**Task goal:** Repeat, line for line, the entries printed below.

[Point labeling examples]

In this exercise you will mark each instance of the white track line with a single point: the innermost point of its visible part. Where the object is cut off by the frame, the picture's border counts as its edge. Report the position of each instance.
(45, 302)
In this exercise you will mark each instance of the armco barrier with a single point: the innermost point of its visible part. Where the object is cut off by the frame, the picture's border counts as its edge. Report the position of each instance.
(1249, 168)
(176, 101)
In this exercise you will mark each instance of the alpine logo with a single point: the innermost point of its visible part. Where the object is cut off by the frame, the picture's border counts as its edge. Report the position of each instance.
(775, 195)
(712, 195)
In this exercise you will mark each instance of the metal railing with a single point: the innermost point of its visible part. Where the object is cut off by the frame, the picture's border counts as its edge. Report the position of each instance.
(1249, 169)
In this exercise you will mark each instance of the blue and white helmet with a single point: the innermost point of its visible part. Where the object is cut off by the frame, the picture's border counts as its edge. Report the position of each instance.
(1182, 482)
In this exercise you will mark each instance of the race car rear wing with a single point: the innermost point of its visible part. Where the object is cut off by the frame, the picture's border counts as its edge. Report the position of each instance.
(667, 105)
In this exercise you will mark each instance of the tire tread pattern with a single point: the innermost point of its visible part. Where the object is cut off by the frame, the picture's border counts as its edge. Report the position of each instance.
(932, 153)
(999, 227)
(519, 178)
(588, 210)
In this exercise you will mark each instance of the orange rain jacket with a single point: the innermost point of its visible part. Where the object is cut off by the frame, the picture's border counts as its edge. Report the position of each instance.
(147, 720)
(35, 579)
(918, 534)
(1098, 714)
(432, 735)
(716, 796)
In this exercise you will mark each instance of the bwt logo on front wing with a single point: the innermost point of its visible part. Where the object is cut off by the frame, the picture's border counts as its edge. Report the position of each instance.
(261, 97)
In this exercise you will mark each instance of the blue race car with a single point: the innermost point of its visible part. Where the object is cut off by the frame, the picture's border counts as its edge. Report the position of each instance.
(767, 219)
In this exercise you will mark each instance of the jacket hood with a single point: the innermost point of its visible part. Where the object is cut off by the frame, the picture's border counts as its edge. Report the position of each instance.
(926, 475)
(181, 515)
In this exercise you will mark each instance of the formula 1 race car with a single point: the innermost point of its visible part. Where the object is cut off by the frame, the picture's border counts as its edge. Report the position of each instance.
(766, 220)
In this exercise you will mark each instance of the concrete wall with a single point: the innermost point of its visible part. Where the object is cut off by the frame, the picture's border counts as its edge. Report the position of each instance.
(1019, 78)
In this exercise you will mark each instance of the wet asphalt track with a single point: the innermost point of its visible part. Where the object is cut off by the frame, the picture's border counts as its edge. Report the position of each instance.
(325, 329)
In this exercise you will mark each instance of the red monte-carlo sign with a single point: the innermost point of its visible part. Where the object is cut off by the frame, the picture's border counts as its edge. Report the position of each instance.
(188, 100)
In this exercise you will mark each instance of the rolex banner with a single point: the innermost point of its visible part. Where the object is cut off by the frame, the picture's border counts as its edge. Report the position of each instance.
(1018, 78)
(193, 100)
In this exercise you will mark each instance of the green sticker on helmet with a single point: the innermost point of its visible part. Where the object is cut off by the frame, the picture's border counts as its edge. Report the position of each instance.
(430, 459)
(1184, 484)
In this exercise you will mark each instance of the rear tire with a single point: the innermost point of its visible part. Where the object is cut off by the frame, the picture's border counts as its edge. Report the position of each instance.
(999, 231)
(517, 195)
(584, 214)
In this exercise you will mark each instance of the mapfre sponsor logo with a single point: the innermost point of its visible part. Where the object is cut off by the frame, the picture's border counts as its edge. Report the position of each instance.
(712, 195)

**Reply:**
In this exercise you will mark each instance of the white track line with a single point: the innermost point of its visible part. Where the object is cut off by the frame, the picture's border counts as its edge. Report the position of each instance.
(45, 302)
In this exercise you will mark each instance of the armco barrier with a single point: the innermost point of its visible part. Where the object is cut off by the frame, the picture's border counts as its edge. Report the position of each instance.
(1249, 168)
(176, 101)
In this exercise you will mark each instance of the alpine logo with a single point: the innermost point of its visible part. Where the object is cut off by the frame, the picture's border counts as its edge. Report the position of each instance.
(775, 195)
(712, 195)
In this exercise you will mark each instance of the metal railing with a single point: the innermost point of its visible part. Where the object is cut off by the frame, the picture's border counts as its edge. Report the position of each instance.
(1249, 169)
In this exercise you will mark each instance of the blue and white helmet with a single point: the innermost point of its visible part. Where the object is cut off by the frame, the picture's border counts as its edge. Report the position of each instance.
(1182, 482)
In this exercise you will mark each instance of the race car rear wing with a single point: the innermost point of its visible part. Where the object is cut off by the frame, the picture's border counts as its edge. Report the position of each instance.
(667, 105)
In this exercise you will mark each instance of the tire tread pattern with a single point: the innermost point of its visible part. Where the object is cut off by the frame, the picture's border counts as its edge. Report the position of each instance.
(932, 153)
(999, 227)
(519, 178)
(588, 210)
In this exercise you will mark each instance of the orange rain jacket with a single point: the innermost point of its visible part. Where the object is cut off by the frame, the picture's border counts as its edge. Report the position of each instance.
(147, 720)
(35, 579)
(918, 534)
(1098, 714)
(432, 735)
(716, 796)
In this exercise you will mark each instance of the bwt logo on front wing with a single point: the innermost point of its visible part. Where the object is cut off by the frame, the picture's border counts as its edge. Report the position of each instance.
(261, 97)
In this exercise you will mark each instance of the blue race car with a single point: the innermost point of its visible part. Where the object is cut off by the frame, the picture's border counts as its edge. Report the position of each instance.
(767, 219)
In this exercise you will mark each instance of the jacket hood with a single point: the innermost point of its visible part. Where the object is cut off by the frame, the picture's border counts as its edge. Report the position of each instance.
(926, 475)
(181, 515)
In this exercise you will mark each instance of the formula 1 race car with a single point: the innermost point of its visible part. Where the object is cut off by the frame, the picture's border counts as its edge. Report the position of each instance.
(766, 220)
In this exercise you will mark each instance of the concrete wall with a single point: the innermost point of its visible part. Where the object is cut off by the frame, the picture's border counts as its edge. Report the position of each instance.
(1019, 78)
In this exercise you will mark each instance of the wet asphalt track with a single point: the innermost point of its visible part. Where the object is cut off by the frame, the picture's border counts as its edge. Report the position of each instance.
(325, 329)
In this exercise you will mark each instance of the red monte-carlo sign with a single point: the innermost point of its visible part. Where the object is cut off by the frame, the picture's border counts as its edge. Report the position of each instance.
(188, 100)
In this exercise you will mark each instance of the rolex banner with a single point: the innermost point of its visible part. Where the object is cut off by the frame, the picture's border counts as its edge. Report the position of each instance.
(1018, 78)
(193, 100)
In this exercise you will mark each instance of the green sticker on helmet with a single point: the innermost point of its visible part. Where the object is cut off by the frame, the picture's border counts as its edge. Report the position of each instance.
(430, 459)
(1184, 484)
In this exercise you will mark each instance of the rear tire with a single point: the innermost point of its visible part. Where the object is cut off by the frame, the picture's border counts as its edge. Report the position of each instance.
(999, 231)
(517, 195)
(584, 214)
In this exercise you will mark each instance of the mapfre sponsor logo with a single point: the innermost point of its visible part. Where the object is cut off by the frame, the picture's border counts as its edge. Report the position of each instance.
(712, 195)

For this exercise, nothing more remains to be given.